## Given passage
>>>

Brighton Dome, Sat 17th Nov
“It’s not about authenticity, it’s about identity. I’m not interested in people listening to this record searching for authenticity. But there’s a lot of identity there… This is what I am. I’m rooted and I’m English.”
- Simon Emmerson
Now a Singing Revolution might sound the sort of thing that only the more earnest folkie would dream of, with nothing ever coming of it bar dribble in his beard. Except one actually happened less than two decades ago – in Estonia during 1988. On (I kid you not) September 11th of that year, the crowd at a big music festival collectively launched into songs banned by the Soviet rulers. The event led to street demonstrations where participants continued their songs, until (to cut a long story short) independence was won four years later.
It would be charmingly romantic to imagine that we could have so personal a relationship to English Folk, as if its tunes were woven into the fibre of our beings. But, despite Emmerson’s quote above, we can’t. Perhaps for us it feels too close to celebrating nationhood, fine if you’re Estonian but not quite the thing for one of history’s great reformed bullies. Perhaps we’ve had to contend with too much faux-rustic claptrap and TV-advert Harvest festivals. (Though of course there’s been no shortage of awful Celtic ‘music’ either.) More likely there’s been some deathly combination of the two.
Nevertheless I cling to my contention that folk’s one of those either/ or types of music (alongside soul or country) - if it works well it works very very well, it’s only when it doesn’t work its horrid. So, despite not particularly expecting the evening to lead to any revolutions, I journeyed down to Brighton Dome to see Simon Emmerson and a big gang of his mates perform tracks from The Imagined Village.

<<<

## Written problem 1
Print the records word for word, starting with the line that contains "Satellite change-detection: compared to baseline, find the dirt" and going on through the end of the records.

## The input
>>>

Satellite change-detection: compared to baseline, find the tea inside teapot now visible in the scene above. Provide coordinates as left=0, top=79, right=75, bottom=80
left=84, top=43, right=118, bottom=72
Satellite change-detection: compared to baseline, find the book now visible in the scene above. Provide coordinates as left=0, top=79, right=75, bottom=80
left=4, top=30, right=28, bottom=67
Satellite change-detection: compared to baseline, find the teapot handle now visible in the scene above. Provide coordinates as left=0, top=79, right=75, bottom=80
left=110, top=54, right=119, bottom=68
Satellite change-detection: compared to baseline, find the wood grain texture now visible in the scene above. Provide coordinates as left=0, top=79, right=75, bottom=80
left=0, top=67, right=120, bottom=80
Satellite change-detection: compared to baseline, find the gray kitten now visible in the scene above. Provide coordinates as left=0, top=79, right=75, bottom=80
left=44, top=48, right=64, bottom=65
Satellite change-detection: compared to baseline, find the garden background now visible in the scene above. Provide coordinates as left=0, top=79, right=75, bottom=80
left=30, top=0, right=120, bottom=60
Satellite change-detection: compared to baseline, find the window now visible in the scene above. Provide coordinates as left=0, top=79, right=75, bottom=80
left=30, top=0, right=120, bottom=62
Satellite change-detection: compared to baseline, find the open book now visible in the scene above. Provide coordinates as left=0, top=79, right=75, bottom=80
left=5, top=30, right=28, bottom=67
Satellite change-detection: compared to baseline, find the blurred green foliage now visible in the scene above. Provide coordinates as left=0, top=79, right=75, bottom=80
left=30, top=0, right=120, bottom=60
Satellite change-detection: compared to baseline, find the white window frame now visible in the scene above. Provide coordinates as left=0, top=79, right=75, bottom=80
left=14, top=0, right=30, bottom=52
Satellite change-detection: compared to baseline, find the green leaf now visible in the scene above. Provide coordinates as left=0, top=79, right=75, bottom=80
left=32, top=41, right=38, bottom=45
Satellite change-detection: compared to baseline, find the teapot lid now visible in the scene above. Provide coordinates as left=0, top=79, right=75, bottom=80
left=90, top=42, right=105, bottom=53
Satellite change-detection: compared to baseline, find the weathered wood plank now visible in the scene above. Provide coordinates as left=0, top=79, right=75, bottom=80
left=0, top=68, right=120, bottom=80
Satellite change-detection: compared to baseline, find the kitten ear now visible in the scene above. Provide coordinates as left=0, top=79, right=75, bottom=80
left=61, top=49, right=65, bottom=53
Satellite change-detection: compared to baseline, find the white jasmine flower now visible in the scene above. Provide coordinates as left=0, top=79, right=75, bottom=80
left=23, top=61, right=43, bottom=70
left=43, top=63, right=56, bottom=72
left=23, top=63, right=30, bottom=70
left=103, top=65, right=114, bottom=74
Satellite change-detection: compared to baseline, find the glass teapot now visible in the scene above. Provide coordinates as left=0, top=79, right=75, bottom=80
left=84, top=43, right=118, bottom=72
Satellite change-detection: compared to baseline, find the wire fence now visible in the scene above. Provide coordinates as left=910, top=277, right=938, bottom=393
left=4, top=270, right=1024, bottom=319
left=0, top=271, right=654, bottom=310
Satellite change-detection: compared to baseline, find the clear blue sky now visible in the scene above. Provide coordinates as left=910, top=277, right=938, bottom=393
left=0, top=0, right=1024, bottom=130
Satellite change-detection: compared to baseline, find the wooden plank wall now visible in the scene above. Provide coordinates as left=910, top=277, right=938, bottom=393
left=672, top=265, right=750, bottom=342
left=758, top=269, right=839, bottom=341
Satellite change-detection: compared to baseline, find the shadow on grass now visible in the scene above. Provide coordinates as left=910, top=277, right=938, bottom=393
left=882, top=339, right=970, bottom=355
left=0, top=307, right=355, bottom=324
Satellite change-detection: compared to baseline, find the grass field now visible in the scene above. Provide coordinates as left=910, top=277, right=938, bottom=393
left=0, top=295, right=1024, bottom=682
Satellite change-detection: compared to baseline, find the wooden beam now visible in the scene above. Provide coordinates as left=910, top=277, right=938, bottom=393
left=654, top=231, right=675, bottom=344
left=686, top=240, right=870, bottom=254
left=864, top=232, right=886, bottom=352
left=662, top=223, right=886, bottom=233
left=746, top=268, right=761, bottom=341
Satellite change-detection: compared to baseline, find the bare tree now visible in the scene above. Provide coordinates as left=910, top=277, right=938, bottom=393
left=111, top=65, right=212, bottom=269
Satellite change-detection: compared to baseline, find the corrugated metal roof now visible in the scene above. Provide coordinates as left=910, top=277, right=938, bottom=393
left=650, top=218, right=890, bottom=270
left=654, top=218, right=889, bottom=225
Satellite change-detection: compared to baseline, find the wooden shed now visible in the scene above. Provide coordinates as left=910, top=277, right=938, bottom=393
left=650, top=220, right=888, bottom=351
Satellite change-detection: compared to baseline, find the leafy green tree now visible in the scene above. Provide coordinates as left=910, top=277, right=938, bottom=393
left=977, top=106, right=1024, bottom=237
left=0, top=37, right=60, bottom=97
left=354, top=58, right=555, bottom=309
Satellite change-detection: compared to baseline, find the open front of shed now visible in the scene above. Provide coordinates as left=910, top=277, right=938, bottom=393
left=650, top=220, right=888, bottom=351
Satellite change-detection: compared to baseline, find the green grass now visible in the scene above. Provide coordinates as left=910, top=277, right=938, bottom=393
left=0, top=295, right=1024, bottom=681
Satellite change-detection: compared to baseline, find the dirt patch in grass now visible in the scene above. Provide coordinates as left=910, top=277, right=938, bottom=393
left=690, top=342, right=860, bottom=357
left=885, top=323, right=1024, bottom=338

<<<

## Written problem 2
Please update the part of the folk concert review starting with "Nevertheless I cling" and going on through "The Imagined Village.", replacing "evening" with "night".

## Exercise output 1
Satellite change-detection: compared to baseline, find the dirt patch in grass now visible in the scene above. Provide coordinates as left=910, top=277, right=938, bottom=393
left=690, top=342, right=860, bottom=357
left=885, top=323, right=1024, bottom=338

## Exercise output 2
Nevertheless I cling to my contention that folk’s one of those either/ or types of music (alongside soul or country) - if it works well it works very very well, it’s only when it doesn’t work its horrid. So, despite not particularly expecting the night to lead to any revolutions, I journeyed down to Brighton Dome to see Simon Emmerson and a big gang of his mates perform tracks from The Imagined Village.